• Task item
An exact copy of all the records is the expected answer.

• Excerpted data

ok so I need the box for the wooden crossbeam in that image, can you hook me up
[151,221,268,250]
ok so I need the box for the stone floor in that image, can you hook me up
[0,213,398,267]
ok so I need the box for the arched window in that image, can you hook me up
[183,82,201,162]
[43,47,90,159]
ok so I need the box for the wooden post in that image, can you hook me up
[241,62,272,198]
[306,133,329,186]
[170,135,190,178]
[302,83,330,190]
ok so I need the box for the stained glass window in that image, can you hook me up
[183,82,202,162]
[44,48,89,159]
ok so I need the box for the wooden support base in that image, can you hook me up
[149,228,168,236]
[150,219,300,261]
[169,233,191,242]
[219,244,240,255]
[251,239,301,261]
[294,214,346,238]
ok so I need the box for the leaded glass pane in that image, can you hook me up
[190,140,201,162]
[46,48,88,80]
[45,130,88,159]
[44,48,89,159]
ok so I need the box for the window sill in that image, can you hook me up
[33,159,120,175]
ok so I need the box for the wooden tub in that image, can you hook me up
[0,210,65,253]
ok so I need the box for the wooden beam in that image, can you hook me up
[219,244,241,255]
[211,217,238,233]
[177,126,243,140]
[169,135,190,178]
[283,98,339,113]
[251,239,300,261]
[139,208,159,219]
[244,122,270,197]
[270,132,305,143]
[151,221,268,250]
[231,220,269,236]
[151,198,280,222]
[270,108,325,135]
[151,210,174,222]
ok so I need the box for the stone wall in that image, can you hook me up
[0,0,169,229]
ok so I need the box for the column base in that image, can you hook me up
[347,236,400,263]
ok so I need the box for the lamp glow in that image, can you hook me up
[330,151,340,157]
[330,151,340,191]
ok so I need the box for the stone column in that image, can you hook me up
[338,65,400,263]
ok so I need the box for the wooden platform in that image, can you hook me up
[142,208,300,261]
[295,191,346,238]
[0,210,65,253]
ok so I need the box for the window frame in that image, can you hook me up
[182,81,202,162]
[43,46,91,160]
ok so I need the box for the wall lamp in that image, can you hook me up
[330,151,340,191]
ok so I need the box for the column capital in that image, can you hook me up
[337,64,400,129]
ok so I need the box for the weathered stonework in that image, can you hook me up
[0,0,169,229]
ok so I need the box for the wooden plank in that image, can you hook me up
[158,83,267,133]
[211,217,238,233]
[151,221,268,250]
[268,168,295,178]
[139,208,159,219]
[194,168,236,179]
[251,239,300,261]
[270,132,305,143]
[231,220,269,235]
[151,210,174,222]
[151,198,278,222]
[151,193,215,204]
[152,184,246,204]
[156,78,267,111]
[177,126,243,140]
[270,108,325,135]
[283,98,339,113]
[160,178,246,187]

• Exercise result
ok so I need the box for the wooden crossbeam in that image, can you hook me up
[151,221,268,250]
ok so I need the box for the stone floor in that image, can you hook me up
[0,213,398,267]
ok so I need the box for the arched window in that image, can you hook me up
[183,82,201,162]
[43,47,90,159]
ok so I need the box for the wooden post in that image, can you hook me up
[241,62,272,198]
[306,133,329,186]
[170,135,190,178]
[302,83,330,190]
ok so I need the box for the stained glass window in that image, can you hook me up
[183,82,202,162]
[44,48,89,159]
ok so I need the box for the wooden support base in that image, can you hook me up
[149,228,168,236]
[150,219,300,261]
[169,233,191,242]
[219,244,240,255]
[251,239,301,261]
[294,214,346,238]
ok so I need the box for the leaded glass pane in that image, can you hook me up
[190,140,201,162]
[46,48,88,80]
[45,130,88,159]
[44,48,89,159]
ok so I need the box for the window sill in that image, can you hook me up
[33,159,120,175]
ok so I need the box for the wooden tub in that image, can you hook me up
[0,210,65,253]
ok so I need the box for the wooden beam in that image, can you hook me up
[219,244,241,255]
[211,217,238,233]
[177,126,243,140]
[169,135,190,178]
[283,98,339,113]
[251,239,300,261]
[139,208,159,219]
[244,122,270,197]
[270,132,305,143]
[151,221,268,250]
[231,220,269,236]
[151,198,280,222]
[270,108,325,135]
[151,210,174,222]
ok so I need the box for the stone wall in that image, can you hook me up
[0,0,169,229]
ok so I need the box for the column base in that image, can you hook me up
[347,236,400,263]
ok so I need the box for the lamp glow in that image, can you hook me up
[330,151,340,157]
[330,151,340,191]
ok so I need the box for the stone column in that image, can you hook me up
[338,65,400,263]
ok so I need the box for the wooden platform in that image, can you hook me up
[142,208,300,261]
[295,191,346,238]
[0,210,65,253]
ok so I need the box for the window frame in that image, can you hook me up
[182,81,202,162]
[43,46,91,160]
ok so I need the box for the wall lamp in that image, can you hook me up
[330,151,340,191]
ok so I need the box for the column capital in that image, can you hook me up
[337,64,400,129]
ok so I need the box for the weathered stonework in that image, can you hook me up
[0,0,169,229]
ok so I need the box for the wooden plank in that image, can you hook me up
[158,83,267,133]
[211,217,238,233]
[151,221,268,250]
[268,168,295,178]
[139,208,159,219]
[194,168,236,179]
[251,239,300,261]
[270,132,305,143]
[231,220,269,235]
[151,210,174,222]
[151,198,278,222]
[151,193,215,204]
[152,184,246,204]
[156,78,267,111]
[177,126,243,140]
[270,108,325,135]
[283,98,339,113]
[160,178,246,187]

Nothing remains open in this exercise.